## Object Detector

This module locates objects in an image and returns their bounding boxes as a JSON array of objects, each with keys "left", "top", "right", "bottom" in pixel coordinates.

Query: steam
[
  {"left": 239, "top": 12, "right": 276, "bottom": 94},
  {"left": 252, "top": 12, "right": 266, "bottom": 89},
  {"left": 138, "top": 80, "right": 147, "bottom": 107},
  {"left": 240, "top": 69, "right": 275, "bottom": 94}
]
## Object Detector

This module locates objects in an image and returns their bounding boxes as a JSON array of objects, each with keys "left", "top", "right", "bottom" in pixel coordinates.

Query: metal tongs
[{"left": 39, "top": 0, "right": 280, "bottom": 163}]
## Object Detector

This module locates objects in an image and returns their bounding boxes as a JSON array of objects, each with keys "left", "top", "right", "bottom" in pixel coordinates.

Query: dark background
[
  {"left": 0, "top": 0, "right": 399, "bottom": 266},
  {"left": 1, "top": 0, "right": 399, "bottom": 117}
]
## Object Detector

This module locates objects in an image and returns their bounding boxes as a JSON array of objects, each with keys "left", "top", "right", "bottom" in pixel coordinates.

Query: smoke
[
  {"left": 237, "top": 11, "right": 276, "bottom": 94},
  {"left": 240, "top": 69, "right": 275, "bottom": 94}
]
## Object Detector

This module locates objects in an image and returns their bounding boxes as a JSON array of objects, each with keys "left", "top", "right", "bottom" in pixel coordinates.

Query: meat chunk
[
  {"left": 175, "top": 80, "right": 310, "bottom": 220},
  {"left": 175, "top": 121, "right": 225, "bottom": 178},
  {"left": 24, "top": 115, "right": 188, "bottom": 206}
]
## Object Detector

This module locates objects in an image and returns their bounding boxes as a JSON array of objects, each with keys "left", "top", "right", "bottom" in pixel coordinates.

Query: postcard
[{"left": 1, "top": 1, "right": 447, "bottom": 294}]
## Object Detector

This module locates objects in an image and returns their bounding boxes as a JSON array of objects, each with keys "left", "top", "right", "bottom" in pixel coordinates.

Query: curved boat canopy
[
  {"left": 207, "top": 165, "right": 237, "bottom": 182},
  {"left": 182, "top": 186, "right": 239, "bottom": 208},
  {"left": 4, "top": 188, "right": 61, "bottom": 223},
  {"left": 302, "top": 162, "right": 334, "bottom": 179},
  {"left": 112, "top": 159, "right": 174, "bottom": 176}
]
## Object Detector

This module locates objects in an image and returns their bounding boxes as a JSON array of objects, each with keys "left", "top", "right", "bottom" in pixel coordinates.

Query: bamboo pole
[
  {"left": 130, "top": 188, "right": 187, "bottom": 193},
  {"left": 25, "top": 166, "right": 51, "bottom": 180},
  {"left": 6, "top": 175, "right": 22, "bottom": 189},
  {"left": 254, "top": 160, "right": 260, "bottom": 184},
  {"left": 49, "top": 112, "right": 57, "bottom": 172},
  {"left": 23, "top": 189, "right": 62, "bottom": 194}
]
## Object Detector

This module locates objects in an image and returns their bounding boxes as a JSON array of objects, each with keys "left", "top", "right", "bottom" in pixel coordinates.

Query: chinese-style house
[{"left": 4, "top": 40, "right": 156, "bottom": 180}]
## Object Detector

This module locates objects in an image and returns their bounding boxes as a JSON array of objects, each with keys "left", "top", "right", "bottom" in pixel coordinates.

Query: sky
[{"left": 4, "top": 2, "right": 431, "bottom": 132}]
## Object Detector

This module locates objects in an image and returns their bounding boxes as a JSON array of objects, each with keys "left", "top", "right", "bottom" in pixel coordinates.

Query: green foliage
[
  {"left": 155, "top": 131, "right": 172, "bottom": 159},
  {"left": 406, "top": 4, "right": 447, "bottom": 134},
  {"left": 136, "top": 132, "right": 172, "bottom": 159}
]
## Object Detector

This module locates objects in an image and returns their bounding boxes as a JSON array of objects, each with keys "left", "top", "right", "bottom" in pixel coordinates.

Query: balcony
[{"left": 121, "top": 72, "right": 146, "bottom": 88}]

--------------------------------------------------

* _ASSIGNMENT_
Give the listing above again in full, exactly as written.

* _RESULT OF THE TASK_
## Object Detector

This module locates objects in an image and returns their bounding boxes as a JSON array of objects, each with keys "left", "top", "right", "bottom" in pixel coordinates.

Query: steam
[
  {"left": 239, "top": 12, "right": 276, "bottom": 94},
  {"left": 252, "top": 12, "right": 266, "bottom": 89},
  {"left": 138, "top": 80, "right": 147, "bottom": 107},
  {"left": 240, "top": 69, "right": 275, "bottom": 94}
]
## Object Detector

This module locates objects in an image and returns their bounding boxes as a JSON array of objects, each with keys "left", "top", "right", "bottom" in pixel coordinates.

Query: metal tongs
[{"left": 39, "top": 0, "right": 280, "bottom": 163}]
## Object Detector

This module locates objects in an image and returns their bounding boxes as a JSON array of objects, each with keys "left", "top", "right", "bottom" in pixel coordinates.

Query: dark background
[
  {"left": 0, "top": 0, "right": 399, "bottom": 266},
  {"left": 1, "top": 0, "right": 399, "bottom": 117}
]
## Object Detector

This module locates objects in an image and returns their bounding boxes as a JSON array of objects, each with keys "left", "top", "right", "bottom" in pixel coordinates.

Query: smoke
[
  {"left": 237, "top": 11, "right": 276, "bottom": 94},
  {"left": 240, "top": 69, "right": 275, "bottom": 94}
]
## Object Detector

This module locates objects in an image and returns their bounding boxes as a JSON array of objects, each with keys "left", "top", "right", "bottom" in pixel coordinates.

Query: meat chunk
[
  {"left": 175, "top": 80, "right": 310, "bottom": 220},
  {"left": 175, "top": 121, "right": 225, "bottom": 178},
  {"left": 24, "top": 115, "right": 188, "bottom": 206}
]
## Object Detector

This module locates objects in an image and returns their bounding boxes as a JSON array of objects, each with keys "left", "top", "right", "bottom" in pixel coordinates.

Query: postcard
[{"left": 1, "top": 1, "right": 447, "bottom": 294}]
## Object Detector

This module locates objects in an image and returns their bounding boxes as a JSON array of objects, each with keys "left", "top", "right", "bottom" in pixel coordinates.

Query: curved boat canopy
[
  {"left": 207, "top": 165, "right": 237, "bottom": 182},
  {"left": 182, "top": 186, "right": 239, "bottom": 208},
  {"left": 4, "top": 188, "right": 61, "bottom": 223},
  {"left": 302, "top": 162, "right": 334, "bottom": 179},
  {"left": 112, "top": 159, "right": 174, "bottom": 176}
]
## Object Detector

This module locates objects in an image and returns their bounding boxes as a JSON array of objects, each with keys "left", "top", "right", "bottom" in pixel coordinates.

Query: bamboo pole
[
  {"left": 130, "top": 188, "right": 187, "bottom": 193},
  {"left": 25, "top": 166, "right": 51, "bottom": 180},
  {"left": 6, "top": 175, "right": 22, "bottom": 189},
  {"left": 254, "top": 160, "right": 260, "bottom": 184},
  {"left": 49, "top": 112, "right": 57, "bottom": 172},
  {"left": 23, "top": 189, "right": 62, "bottom": 194}
]
## Object Detector

This module locates objects in an image and returns their bounding boxes as a JSON array of objects, each with keys "left", "top", "right", "bottom" in pixel coordinates.

Query: chinese-style house
[{"left": 4, "top": 40, "right": 156, "bottom": 180}]
## Object Detector

This module locates objects in an image and returns their bounding boxes as a JSON array of objects, each with keys "left", "top", "right", "bottom" in pixel coordinates.

Query: sky
[{"left": 4, "top": 2, "right": 431, "bottom": 132}]
## Object Detector

This module locates objects in an image and returns their bounding boxes as a JSON array of objects, each with keys "left", "top", "right", "bottom" in pixel coordinates.

Query: green foliage
[
  {"left": 155, "top": 131, "right": 172, "bottom": 159},
  {"left": 406, "top": 4, "right": 447, "bottom": 134},
  {"left": 136, "top": 132, "right": 172, "bottom": 159}
]
## Object Detector

This module locates objects in an image and returns their bounding boxes as a JSON array of objects, each with keys "left", "top", "right", "bottom" in pixel coordinates.

Query: balcony
[{"left": 121, "top": 72, "right": 146, "bottom": 88}]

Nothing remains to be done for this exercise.